RAW DATA:

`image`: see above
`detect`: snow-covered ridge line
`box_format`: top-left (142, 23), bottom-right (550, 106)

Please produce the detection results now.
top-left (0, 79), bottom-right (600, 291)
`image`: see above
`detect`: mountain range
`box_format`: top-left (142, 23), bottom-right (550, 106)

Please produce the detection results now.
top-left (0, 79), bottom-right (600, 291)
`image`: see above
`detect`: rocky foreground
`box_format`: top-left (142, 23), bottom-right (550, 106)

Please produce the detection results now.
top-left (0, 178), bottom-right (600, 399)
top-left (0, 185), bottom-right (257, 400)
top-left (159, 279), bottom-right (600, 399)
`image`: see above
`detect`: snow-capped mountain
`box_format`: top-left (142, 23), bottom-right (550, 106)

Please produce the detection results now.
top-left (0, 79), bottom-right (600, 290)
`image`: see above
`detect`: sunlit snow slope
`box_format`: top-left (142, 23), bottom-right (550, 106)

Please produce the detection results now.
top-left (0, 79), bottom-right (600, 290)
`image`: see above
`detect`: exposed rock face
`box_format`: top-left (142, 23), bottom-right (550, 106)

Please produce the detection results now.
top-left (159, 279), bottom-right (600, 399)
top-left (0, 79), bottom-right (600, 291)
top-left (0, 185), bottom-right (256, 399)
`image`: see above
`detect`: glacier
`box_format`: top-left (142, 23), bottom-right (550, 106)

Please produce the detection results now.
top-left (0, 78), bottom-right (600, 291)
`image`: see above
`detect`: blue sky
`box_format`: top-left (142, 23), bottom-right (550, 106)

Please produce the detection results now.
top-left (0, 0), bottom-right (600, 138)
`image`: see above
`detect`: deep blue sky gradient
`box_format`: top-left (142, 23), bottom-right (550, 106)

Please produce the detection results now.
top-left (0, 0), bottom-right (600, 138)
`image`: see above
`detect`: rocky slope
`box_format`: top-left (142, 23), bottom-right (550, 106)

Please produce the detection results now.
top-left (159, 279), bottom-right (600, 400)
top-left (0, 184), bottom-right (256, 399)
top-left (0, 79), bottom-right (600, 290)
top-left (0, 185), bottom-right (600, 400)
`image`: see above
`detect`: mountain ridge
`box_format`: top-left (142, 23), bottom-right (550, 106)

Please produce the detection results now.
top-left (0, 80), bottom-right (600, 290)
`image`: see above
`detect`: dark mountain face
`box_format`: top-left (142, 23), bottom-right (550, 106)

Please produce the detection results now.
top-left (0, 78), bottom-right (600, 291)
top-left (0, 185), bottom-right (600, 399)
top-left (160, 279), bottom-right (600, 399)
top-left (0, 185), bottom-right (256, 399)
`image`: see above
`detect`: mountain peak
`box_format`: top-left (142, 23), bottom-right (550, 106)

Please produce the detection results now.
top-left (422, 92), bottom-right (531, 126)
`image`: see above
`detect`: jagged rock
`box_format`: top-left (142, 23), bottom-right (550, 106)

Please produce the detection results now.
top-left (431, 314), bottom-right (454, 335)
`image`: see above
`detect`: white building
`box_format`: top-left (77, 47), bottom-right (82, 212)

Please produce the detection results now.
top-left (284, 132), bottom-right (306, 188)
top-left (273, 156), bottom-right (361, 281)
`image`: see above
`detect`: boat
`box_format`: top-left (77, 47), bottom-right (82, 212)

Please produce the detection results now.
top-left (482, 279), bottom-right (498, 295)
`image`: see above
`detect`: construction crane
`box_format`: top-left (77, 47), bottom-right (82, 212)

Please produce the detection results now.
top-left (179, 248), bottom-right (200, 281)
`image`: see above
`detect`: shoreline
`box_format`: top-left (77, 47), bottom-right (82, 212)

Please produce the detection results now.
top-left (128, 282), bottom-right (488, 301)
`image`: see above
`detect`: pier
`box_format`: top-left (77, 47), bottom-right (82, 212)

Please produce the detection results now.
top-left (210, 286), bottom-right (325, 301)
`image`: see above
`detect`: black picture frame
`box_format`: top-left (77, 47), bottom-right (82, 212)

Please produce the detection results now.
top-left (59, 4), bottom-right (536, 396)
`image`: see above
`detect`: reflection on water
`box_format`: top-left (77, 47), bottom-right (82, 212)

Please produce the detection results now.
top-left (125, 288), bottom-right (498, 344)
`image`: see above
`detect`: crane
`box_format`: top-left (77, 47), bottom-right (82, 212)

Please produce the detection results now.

==

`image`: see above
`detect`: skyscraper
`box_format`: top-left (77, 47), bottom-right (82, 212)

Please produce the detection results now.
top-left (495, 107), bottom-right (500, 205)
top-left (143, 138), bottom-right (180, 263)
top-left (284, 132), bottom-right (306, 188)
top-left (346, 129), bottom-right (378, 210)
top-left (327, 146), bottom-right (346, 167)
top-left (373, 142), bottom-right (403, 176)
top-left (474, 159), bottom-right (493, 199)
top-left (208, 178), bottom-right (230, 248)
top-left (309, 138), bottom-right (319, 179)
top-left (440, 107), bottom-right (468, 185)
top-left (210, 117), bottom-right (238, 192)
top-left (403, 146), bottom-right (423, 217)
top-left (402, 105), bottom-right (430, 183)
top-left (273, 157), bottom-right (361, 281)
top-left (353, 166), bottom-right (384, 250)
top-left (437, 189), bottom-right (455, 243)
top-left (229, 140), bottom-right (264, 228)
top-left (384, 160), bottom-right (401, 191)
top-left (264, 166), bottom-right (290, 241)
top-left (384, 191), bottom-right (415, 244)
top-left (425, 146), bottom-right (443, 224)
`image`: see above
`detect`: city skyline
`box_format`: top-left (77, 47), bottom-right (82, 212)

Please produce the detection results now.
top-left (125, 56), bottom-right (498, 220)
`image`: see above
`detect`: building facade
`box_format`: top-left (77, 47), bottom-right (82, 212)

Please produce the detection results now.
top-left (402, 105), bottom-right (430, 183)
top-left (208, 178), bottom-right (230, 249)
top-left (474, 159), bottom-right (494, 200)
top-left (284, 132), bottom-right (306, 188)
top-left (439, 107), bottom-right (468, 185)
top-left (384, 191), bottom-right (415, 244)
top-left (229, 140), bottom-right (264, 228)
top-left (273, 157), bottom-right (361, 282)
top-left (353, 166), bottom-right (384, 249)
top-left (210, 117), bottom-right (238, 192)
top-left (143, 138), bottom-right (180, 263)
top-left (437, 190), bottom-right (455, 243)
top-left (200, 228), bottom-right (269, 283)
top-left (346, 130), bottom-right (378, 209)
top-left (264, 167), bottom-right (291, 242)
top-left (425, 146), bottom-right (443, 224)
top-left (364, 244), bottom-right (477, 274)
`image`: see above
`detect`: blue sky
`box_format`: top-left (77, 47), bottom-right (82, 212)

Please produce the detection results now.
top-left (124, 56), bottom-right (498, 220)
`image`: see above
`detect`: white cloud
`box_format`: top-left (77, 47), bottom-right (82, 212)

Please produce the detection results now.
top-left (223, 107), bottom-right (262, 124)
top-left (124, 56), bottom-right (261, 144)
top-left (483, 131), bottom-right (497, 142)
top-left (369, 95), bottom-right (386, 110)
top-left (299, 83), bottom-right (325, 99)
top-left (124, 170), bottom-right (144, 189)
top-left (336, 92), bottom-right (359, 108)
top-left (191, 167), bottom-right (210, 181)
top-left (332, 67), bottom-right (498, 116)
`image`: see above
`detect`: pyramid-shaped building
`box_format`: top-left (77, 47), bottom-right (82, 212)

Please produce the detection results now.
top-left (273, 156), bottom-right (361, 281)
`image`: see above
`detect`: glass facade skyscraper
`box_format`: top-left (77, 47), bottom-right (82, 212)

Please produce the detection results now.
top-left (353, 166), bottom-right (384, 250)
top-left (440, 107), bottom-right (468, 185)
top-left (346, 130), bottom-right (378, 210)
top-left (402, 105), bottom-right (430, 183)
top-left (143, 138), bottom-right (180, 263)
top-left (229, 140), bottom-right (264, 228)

DESCRIPTION OF THE TASK:
How many lines of the material contain the string "ridge"? Case counts. Reply with the number alone.

RESPONSE TO THIS TASK:
2